▶ [DIRECTIONS] Rewrite the stretch of the Cassidy Red passage from "Cassidy Red is" through "of her control.", changing "retribution" to "revenge".

▶ [GIVEN PASSAGE]
Cassidy Red is a Western fable chronicling the existential struggle of protagonist “Josephine Cassidy”. When she is led to believe that her lover has been killed by her scornful ex-fiancée, she returns to her hometown, seeking retribution. Torn between love, hate, loyalty, and vengeance, Joe’s path to satisfaction widens out of her control.
Cassidy Red started as a love letter to the Western, specifically the Westerns of Sergio Leone- a personal hero of mine. Leone, a man of enormous ambition and ingenuity, loved the genre unconditionally. But, like so many filmgoers and filmmakers of the mid 20th century he had grown fatigued with the predictability, formula, and stylistic blandness characteristic to so many American Westerns of the 50s and 60s. Leone was confident he could inject new life and fresh ideas into a genre he felt still had plenty of fertile, unexplored artistic real estate left in it. So he imagined a new vision of an old genre. His creation, the tacky but evocatively-named “Spaghetti Western” changed the genre and filmmaking as a whole for better and for always.
Leone’s "Western" was always my favorite take on the genre. There was a vitality and a stylistic confidence that seemed to open up the form and define what the iconography of the frontier was actually about, at its core. I appreciated and respected the films of John Ford, Sam Peckinpah, or John Sturges. But I loved and mythologized the films of Leone. It had always been a dream of mine to write a cinematic love letter to the man- a pastiche of reverence and reference. But as the script and conception for the film Cassidy Red began to take shape I realized that I wasn’t nearly as interested in the style or semiotics that would define the film as a “neo-Spaghetti Western” as I was in the characters and, crucially, the film’s central love story. That’s when it became clear to me that this film didn’t need to be beholden to the visual or tonal expectations of films I had grown up loving. This film’s only responsibility was to itself and ultimately to the character of Josephine Cassidy.

▶ [SOURCE DATA]
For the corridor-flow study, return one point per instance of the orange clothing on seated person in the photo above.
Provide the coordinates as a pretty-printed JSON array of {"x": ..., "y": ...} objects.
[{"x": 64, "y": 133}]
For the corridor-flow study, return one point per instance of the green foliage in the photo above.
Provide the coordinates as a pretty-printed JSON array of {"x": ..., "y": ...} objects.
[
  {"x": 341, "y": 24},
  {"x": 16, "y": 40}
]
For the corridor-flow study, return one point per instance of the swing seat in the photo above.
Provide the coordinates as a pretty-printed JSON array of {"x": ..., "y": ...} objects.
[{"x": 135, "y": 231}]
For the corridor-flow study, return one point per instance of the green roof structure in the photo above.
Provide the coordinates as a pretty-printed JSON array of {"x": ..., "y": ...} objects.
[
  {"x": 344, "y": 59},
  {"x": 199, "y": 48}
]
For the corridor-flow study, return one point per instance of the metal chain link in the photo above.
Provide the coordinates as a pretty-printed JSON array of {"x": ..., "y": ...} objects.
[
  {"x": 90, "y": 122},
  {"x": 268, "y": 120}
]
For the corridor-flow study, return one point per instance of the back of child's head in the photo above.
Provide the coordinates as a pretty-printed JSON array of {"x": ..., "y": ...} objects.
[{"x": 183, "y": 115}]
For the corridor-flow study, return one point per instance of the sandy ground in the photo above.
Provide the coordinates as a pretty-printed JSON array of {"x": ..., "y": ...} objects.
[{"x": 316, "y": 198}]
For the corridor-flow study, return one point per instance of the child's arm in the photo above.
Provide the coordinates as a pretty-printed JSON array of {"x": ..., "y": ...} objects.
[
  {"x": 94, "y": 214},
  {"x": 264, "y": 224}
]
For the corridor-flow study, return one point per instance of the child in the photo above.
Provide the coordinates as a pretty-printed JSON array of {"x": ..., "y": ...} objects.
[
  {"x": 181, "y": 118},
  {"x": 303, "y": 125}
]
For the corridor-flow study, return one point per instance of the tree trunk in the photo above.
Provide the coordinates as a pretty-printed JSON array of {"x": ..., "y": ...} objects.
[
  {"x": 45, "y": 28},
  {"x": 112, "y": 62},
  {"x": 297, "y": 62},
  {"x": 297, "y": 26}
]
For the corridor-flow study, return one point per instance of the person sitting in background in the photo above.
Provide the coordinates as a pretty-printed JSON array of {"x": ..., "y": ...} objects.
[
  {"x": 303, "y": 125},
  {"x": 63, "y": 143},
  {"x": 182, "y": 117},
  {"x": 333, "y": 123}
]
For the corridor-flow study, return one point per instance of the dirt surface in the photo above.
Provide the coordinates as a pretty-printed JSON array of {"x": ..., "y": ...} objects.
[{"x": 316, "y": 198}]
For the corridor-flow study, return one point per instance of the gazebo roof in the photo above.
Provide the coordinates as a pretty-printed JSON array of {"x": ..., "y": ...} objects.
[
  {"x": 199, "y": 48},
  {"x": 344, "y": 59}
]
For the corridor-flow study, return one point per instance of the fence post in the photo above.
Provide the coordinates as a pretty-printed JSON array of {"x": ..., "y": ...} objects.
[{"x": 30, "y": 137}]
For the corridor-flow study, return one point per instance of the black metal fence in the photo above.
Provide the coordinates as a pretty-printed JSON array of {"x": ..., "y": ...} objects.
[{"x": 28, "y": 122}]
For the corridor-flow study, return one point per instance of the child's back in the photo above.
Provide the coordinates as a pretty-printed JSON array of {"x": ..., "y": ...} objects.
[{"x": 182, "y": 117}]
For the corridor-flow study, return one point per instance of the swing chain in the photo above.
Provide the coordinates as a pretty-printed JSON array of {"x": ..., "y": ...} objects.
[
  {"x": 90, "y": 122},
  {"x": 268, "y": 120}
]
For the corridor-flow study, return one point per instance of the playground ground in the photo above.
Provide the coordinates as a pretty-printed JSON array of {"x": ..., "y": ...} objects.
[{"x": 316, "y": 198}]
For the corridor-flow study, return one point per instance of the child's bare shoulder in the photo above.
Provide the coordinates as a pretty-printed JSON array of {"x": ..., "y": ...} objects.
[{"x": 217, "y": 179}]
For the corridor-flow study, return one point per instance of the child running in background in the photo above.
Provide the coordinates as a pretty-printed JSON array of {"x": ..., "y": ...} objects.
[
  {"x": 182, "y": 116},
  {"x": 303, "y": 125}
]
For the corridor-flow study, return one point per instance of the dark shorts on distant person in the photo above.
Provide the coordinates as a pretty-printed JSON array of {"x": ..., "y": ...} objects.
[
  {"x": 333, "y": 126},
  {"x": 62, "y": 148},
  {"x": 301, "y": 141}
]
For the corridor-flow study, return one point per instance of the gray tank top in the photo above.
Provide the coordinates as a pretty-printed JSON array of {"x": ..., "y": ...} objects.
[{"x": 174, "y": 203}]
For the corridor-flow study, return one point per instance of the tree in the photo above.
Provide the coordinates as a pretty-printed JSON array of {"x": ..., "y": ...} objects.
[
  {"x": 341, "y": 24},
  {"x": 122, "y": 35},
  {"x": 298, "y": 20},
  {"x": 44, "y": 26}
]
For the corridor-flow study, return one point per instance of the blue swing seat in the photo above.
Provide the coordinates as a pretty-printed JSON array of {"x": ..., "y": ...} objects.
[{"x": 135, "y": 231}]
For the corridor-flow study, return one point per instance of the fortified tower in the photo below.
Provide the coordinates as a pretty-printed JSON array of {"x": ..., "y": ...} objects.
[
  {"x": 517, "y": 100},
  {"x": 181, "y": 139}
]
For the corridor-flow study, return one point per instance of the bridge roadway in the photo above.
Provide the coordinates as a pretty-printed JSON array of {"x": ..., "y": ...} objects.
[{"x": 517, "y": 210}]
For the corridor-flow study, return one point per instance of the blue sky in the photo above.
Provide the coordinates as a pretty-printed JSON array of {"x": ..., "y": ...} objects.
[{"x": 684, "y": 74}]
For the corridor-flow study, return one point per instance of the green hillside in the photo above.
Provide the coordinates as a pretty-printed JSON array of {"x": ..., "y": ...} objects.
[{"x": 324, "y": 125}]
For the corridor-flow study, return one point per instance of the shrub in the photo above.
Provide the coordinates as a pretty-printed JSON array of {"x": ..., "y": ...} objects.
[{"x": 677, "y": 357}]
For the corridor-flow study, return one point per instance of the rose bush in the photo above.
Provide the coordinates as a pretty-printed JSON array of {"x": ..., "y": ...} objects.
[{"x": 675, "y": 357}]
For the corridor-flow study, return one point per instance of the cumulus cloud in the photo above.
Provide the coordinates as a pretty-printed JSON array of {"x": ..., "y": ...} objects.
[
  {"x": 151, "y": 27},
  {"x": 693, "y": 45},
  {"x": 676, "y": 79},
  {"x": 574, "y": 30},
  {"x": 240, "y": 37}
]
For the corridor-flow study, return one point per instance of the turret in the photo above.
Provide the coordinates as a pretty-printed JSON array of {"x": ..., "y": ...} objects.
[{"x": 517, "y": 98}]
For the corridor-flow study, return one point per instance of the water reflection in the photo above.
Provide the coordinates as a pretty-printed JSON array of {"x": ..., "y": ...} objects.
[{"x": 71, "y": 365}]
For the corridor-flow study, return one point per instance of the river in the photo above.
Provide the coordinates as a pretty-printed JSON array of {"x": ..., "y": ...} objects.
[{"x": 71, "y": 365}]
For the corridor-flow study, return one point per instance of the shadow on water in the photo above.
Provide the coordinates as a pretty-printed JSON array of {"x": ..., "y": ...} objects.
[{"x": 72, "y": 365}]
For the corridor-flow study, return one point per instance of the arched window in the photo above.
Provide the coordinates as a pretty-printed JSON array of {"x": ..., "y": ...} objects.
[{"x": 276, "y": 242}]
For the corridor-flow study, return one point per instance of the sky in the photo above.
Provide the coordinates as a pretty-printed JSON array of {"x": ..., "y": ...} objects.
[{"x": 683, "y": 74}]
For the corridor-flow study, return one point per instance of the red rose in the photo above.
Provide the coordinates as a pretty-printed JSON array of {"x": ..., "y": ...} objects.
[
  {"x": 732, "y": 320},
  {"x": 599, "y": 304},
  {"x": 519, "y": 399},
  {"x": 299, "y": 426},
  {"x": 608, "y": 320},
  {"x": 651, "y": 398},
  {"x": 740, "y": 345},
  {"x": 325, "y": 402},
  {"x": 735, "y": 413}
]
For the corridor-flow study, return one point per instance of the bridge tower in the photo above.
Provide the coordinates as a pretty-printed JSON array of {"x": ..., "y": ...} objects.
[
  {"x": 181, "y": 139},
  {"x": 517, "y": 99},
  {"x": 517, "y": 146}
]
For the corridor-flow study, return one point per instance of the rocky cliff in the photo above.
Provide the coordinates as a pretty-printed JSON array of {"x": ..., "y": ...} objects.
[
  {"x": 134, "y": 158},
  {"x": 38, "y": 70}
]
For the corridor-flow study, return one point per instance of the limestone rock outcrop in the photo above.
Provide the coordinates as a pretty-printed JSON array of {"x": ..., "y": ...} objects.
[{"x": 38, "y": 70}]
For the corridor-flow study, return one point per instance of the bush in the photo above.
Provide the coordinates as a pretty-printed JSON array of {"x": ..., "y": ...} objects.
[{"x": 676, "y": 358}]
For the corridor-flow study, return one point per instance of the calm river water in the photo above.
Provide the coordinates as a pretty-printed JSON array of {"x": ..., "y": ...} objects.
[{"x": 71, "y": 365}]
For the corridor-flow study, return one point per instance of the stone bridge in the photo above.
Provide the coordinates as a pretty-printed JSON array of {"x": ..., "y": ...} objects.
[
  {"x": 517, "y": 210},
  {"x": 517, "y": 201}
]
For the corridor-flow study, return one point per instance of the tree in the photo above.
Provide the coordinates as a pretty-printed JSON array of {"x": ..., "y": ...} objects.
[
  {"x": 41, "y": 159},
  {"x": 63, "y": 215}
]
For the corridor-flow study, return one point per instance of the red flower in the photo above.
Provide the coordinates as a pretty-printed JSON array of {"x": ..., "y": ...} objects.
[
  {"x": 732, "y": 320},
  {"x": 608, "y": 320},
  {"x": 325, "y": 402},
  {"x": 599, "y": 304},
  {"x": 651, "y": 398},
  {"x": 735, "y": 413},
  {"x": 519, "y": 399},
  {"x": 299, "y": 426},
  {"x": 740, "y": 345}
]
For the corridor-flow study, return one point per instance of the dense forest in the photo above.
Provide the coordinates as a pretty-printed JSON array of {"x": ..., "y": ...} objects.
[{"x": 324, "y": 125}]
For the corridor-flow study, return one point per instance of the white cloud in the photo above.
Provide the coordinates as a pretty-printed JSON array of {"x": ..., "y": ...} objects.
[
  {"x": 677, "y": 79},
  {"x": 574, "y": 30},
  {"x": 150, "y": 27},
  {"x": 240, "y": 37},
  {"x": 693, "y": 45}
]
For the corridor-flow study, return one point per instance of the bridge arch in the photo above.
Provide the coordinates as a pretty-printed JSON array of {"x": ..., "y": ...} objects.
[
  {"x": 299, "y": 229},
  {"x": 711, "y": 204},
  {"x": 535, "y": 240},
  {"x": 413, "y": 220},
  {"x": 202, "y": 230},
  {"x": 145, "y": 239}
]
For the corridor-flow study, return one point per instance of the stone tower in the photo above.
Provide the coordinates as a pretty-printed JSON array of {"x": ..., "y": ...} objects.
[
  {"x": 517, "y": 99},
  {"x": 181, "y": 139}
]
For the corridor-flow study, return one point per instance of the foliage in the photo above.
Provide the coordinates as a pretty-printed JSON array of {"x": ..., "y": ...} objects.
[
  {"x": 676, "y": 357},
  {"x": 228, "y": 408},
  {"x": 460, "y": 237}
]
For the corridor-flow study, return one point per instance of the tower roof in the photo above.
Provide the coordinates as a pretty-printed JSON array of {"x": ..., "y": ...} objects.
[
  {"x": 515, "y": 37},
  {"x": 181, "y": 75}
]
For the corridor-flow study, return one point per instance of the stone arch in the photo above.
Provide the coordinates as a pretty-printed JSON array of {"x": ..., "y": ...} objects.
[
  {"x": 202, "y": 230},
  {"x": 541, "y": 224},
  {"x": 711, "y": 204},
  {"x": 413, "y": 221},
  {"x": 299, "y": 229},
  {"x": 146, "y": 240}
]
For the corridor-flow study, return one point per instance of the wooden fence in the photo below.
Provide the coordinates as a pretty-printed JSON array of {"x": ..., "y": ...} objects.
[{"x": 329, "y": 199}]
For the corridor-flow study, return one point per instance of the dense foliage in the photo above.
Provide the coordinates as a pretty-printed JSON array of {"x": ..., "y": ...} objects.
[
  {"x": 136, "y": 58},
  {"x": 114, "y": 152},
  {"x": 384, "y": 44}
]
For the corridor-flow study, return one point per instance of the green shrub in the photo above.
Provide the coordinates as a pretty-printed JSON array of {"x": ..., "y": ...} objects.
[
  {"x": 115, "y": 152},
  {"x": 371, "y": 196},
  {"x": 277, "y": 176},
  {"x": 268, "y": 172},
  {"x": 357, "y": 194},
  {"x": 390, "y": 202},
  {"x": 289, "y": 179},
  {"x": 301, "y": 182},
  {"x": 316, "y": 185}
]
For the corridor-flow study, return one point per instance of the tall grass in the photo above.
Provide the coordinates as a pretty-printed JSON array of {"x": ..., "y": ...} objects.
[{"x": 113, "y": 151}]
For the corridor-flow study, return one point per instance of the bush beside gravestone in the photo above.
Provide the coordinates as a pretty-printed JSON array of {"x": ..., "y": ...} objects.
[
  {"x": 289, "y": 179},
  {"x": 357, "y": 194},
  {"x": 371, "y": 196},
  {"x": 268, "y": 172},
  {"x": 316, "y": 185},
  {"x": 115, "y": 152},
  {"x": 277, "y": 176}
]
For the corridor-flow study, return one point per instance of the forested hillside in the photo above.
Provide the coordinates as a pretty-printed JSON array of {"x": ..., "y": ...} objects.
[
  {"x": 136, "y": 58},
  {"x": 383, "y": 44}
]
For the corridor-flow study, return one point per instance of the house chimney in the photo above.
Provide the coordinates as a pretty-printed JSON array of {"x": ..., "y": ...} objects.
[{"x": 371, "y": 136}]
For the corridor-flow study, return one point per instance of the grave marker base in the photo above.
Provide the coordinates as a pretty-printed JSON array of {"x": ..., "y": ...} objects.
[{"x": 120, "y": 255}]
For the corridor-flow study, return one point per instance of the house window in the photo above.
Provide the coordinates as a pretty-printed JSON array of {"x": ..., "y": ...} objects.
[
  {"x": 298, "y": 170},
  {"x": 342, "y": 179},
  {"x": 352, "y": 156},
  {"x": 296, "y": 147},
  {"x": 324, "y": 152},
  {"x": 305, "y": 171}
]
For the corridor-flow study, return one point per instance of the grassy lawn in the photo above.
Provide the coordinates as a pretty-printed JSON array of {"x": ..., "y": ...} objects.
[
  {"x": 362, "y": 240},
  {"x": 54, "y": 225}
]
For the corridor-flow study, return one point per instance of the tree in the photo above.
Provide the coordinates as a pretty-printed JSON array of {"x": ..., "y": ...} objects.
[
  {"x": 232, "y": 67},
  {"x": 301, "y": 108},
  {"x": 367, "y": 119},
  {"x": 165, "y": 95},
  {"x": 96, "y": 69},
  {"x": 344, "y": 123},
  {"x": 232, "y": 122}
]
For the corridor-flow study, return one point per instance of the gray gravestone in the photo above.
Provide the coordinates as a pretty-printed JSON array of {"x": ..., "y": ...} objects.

▶ [RESULT OF THIS EXERCISE]
Cassidy Red is a Western fable chronicling the existential struggle of protagonist “Josephine Cassidy”. When she is led to believe that her lover has been killed by her scornful ex-fiancée, she returns to her hometown, seeking revenge. Torn between love, hate, loyalty, and vengeance, Joe’s path to satisfaction widens out of her control.